▶ [PROBLEM DESCRIPTION]: Quote every row below verbatim, and leave out the pictures.

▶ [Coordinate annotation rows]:
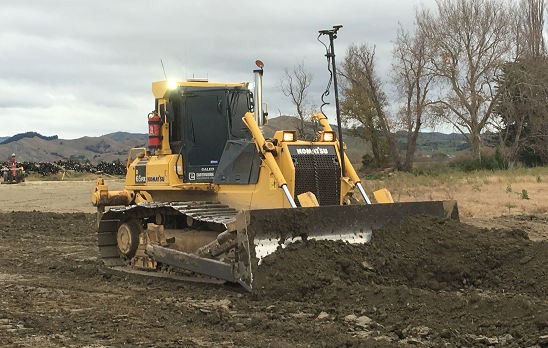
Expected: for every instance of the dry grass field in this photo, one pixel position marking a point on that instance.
(481, 194)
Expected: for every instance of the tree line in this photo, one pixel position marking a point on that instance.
(479, 66)
(47, 168)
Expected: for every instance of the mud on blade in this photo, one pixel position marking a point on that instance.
(267, 229)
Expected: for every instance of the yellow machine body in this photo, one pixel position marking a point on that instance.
(211, 195)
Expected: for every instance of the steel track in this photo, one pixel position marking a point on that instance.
(209, 212)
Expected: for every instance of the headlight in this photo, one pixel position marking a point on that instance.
(328, 136)
(172, 84)
(288, 136)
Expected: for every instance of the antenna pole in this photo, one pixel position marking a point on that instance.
(163, 69)
(331, 55)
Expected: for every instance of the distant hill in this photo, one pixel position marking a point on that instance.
(27, 135)
(34, 147)
(122, 136)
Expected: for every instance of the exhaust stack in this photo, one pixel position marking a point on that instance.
(258, 95)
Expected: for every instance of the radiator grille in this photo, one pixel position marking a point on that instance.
(319, 174)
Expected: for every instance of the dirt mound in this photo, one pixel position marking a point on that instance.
(419, 251)
(56, 293)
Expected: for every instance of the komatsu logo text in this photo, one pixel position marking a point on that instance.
(312, 151)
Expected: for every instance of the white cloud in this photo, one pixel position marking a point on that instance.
(75, 68)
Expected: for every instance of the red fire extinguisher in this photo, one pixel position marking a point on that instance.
(154, 136)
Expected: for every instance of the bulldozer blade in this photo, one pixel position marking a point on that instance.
(263, 231)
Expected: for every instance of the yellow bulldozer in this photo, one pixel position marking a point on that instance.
(210, 195)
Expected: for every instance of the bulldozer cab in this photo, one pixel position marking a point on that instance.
(205, 119)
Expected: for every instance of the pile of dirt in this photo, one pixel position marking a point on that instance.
(419, 251)
(424, 282)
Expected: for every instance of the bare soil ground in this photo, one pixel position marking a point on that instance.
(421, 282)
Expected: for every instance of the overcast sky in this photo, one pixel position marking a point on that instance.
(76, 68)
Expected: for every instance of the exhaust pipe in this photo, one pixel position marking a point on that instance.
(258, 95)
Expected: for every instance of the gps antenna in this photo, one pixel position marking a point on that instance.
(332, 33)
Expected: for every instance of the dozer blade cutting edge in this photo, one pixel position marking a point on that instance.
(261, 232)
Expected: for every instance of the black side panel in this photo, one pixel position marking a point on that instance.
(206, 134)
(317, 170)
(239, 164)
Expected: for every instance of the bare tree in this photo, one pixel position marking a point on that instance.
(469, 41)
(413, 79)
(294, 84)
(359, 112)
(358, 68)
(531, 24)
(521, 108)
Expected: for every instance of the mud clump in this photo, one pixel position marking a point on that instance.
(419, 251)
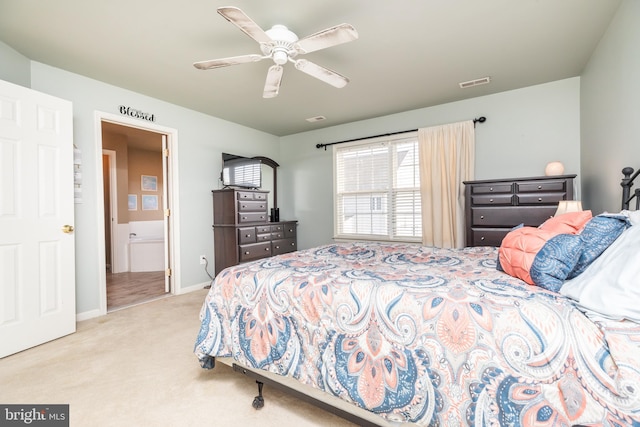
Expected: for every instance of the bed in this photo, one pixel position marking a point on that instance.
(402, 334)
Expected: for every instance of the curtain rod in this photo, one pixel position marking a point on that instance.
(478, 120)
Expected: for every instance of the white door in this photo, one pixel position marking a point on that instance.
(37, 248)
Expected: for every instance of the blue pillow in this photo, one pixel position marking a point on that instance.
(598, 234)
(555, 260)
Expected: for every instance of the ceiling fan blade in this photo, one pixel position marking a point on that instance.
(322, 73)
(272, 85)
(238, 18)
(225, 62)
(333, 36)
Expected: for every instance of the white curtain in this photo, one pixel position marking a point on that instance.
(447, 157)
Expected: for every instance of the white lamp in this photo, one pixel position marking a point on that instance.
(554, 168)
(565, 206)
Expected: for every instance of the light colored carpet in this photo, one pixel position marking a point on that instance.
(136, 367)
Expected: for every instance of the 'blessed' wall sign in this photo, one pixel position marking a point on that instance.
(132, 112)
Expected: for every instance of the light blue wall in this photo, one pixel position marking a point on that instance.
(610, 112)
(14, 67)
(525, 129)
(201, 140)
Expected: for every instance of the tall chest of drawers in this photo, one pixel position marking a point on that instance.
(242, 231)
(494, 207)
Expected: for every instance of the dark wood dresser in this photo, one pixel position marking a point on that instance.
(242, 231)
(494, 207)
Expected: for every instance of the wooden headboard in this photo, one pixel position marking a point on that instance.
(627, 183)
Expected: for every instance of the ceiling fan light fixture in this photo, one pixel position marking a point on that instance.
(280, 57)
(282, 46)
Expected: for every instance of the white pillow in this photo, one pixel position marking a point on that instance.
(610, 286)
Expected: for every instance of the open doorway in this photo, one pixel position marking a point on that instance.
(137, 183)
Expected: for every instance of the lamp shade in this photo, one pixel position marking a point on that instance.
(554, 168)
(565, 206)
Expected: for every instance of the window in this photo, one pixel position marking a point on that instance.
(377, 189)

▶ [FINAL ANSWER]:
Expected: for every instance of the dry grass field in this photo, one pixel position marking a point on that instance.
(481, 194)
Expected: for every instance of the tree line in this photo, one pixel position marking a point on that instance.
(479, 66)
(47, 168)
Expected: for every instance of the mud on blade in this photo, one pixel position marking a point on that instance.
(267, 229)
Expected: for every instance of the yellow machine body in this photo, one pixel position marking a point on that instance.
(211, 195)
Expected: for every instance of the steel track in this photo, one pixel position marking a point on that instance.
(209, 212)
Expected: for every instance of the headlight in this photo, one pixel position marking a point on that instance.
(328, 136)
(172, 84)
(288, 136)
Expected: for every instance of the antenna pole in this photo, one pixel position marking a point on that instance.
(163, 69)
(331, 55)
Expected: for every instance of the distant hill in this photo, one pixel position marking a point on that instance.
(27, 135)
(34, 147)
(122, 136)
Expected: for every instance of the exhaust stack in this photo, one pixel position marking a point on that instance.
(258, 95)
Expected: for every instance of the radiator grille in this photo, one pixel position marking a point on that instance.
(319, 174)
Expected: for every instance of the dirt mound in this photo, one pixel position marking a point on that instance.
(419, 251)
(56, 293)
Expected: for every instance of the komatsu logo text in this photo, one pixel position marking a point on that instance.
(312, 151)
Expected: for every instance of the white cloud in this photo, one pixel position marking a point on that instance.
(75, 68)
Expected: for every instance of the red fire extinguisher in this photo, one pixel position marking a point on that instance.
(154, 136)
Expected: for every instance of the bulldozer blade in this photo, one pixel position marking a point on that instance.
(263, 231)
Expected: for every instance of the yellow bulldozer in this photo, one pixel position marking a point on that instance.
(210, 195)
Expected: for every instance of the bulldozer cab in this photo, one pixel position marking a point on that instance.
(205, 119)
Expected: for every instance of the pile of dirt in this photo, one pixel position marking a point on that instance.
(419, 251)
(424, 282)
Expected: for every instance of the bare soil ground in this photo, one pixel position marking a point on that instance.
(421, 282)
Expected: for every instance of the overcast sky in this photo, one pixel position marking a point on that instance.
(76, 68)
Expected: for every instance of the exhaust pipe in this photo, one pixel position marking a point on that instance.
(258, 95)
Expected: for every instance of the gps antenna in this photo, one pixel position marking a point on that instance.
(332, 33)
Expected: for every instance of the dozer blade cutting edge in this photo, one pixel position marking a point on that instance.
(261, 232)
Expected: for every instance of the black side panel in this photo, one pixel position marking a point on that instance.
(206, 134)
(317, 170)
(239, 164)
Expected: for every instance of the bare tree in this photo, one pixel position marking a point on that instance.
(469, 41)
(413, 79)
(294, 84)
(359, 112)
(358, 68)
(531, 24)
(521, 108)
Expected: for every instance of the mud clump in this photo, one pixel position marking a point on that instance.
(419, 251)
Expected: for every instance of the bed in this photo, one pixel position marking a point on that instance.
(402, 334)
Expected: for every instance of the curtain rod in this photo, one pixel position marking a point on that instance.
(478, 120)
Expected: for every instance of the white door in this photo, one pixel position marking a point on that instance.
(37, 248)
Expected: for every instance of the blue pillow in this photo, one pixel position marking a point on that instance.
(598, 234)
(555, 260)
Expected: for every instance of the ceiling fan blade in this photo, one pixel position marking a point on that instance.
(322, 73)
(272, 85)
(238, 18)
(225, 62)
(333, 36)
Expected: for every instance of the white curtain in this photo, one pixel position marking a point on that instance.
(447, 157)
Expected: for every instance of the white lamp in this photo, one pixel position marking a point on that instance.
(554, 168)
(565, 206)
Expected: for every instance of the light colored carpet in this photo, one pixel position marking a point on that instance.
(136, 367)
Expected: for every instance of the 'blessed' wall sign in this photo, one pixel position marking a point on that instance.
(132, 112)
Expected: for every instance of the light blue wall in this photo, one pixel position marking a point on that instance.
(610, 112)
(14, 67)
(525, 129)
(201, 140)
Expected: for every instance of the tall chest of drawers in this photo, one pixel position marking a point on that instance.
(242, 231)
(494, 207)
Expected: for every instance of the dark wood dresser in this photo, one pixel position marking a point on that instance.
(242, 231)
(494, 207)
Expected: for every instance of the wooden headboard in this photo, one pixel position marking a point on that instance.
(627, 183)
Expected: for every instance of the ceiling fan light fixture in this photo, one pixel position marking a point on that instance.
(280, 57)
(282, 46)
Expected: for every instance of the white pillow in this photo, one pixel position marking a point on that instance.
(610, 286)
Expected: for every instance of the open doorway in this photo, one pixel position marking a point on that instance.
(137, 183)
Expected: for every instance of the lamp shade in this photo, one pixel position marking a point on that instance.
(554, 168)
(565, 206)
Expected: for every instance of the window in this photo, one pixel position marking a point on that instance.
(377, 189)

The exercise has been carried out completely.